__Exercise materials__.
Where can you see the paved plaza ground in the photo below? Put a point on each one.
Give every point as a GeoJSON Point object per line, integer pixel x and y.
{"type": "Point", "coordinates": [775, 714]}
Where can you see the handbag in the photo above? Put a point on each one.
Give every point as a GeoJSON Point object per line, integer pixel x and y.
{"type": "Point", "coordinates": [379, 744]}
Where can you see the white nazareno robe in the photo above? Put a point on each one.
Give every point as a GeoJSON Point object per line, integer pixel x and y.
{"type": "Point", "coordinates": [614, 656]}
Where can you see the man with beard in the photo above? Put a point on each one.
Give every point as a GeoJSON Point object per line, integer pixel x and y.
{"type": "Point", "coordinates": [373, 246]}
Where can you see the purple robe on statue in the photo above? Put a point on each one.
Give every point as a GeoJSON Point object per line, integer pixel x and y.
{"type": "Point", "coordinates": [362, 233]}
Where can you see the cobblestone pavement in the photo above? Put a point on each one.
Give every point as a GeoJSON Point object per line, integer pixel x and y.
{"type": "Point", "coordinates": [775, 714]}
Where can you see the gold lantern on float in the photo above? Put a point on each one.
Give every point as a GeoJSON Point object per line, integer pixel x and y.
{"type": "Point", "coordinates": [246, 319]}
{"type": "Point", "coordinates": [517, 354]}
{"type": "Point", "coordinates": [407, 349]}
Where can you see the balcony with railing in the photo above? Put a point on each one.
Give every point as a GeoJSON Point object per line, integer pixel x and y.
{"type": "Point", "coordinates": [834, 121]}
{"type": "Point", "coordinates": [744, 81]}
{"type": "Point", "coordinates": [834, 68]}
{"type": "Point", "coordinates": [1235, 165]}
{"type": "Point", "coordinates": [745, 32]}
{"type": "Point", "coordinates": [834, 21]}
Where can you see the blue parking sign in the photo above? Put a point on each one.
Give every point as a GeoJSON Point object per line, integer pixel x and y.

__Problem to solve__. Show the data once more, exactly as it was written.

__Task response__.
Where can you see the paved plaza ground in the photo below? Put a point on each one.
Give every point as a GeoJSON Point object per line, integer pixel x and y.
{"type": "Point", "coordinates": [775, 714]}
Where can you see the handbag in the photo above? Put a point on each one.
Give every point as a GeoJSON Point object per line, integer pixel x and y.
{"type": "Point", "coordinates": [379, 744]}
Where can you see the white nazareno robe in the photo above? Put a point on each one.
Give every point as a GeoJSON Point object per line, integer pixel x and y.
{"type": "Point", "coordinates": [614, 656]}
Where can you see the man with beard in the photo above? Put a point on each one.
Give every point as a GeoJSON Point object per line, integer pixel x and y.
{"type": "Point", "coordinates": [373, 246]}
Where can you see the purple robe on statue in the photo above? Put a point on each one.
Give every point as a GeoJSON Point object per line, integer pixel x and y.
{"type": "Point", "coordinates": [362, 233]}
Where can you see the cobblestone pavement in the photo above? Put a point on each one.
Give every point as a GeoJSON Point object per line, integer pixel x and y.
{"type": "Point", "coordinates": [775, 714]}
Where can you see the gold lantern on float in the photo above? Put a point on each one.
Give every point as a GeoJSON Point object per line, integer pixel x and y.
{"type": "Point", "coordinates": [246, 319]}
{"type": "Point", "coordinates": [517, 354]}
{"type": "Point", "coordinates": [407, 349]}
Where can you see the balcony with railing in the photo above? Put a point on each one.
Give every point as a GeoJSON Point object per line, integer pixel x and y.
{"type": "Point", "coordinates": [834, 121]}
{"type": "Point", "coordinates": [744, 81]}
{"type": "Point", "coordinates": [834, 68]}
{"type": "Point", "coordinates": [1235, 165]}
{"type": "Point", "coordinates": [745, 32]}
{"type": "Point", "coordinates": [834, 21]}
Where can you see the blue parking sign in the photo above? Put a point on each one.
Give every point as a GeoJSON Point object per line, integer pixel x and y.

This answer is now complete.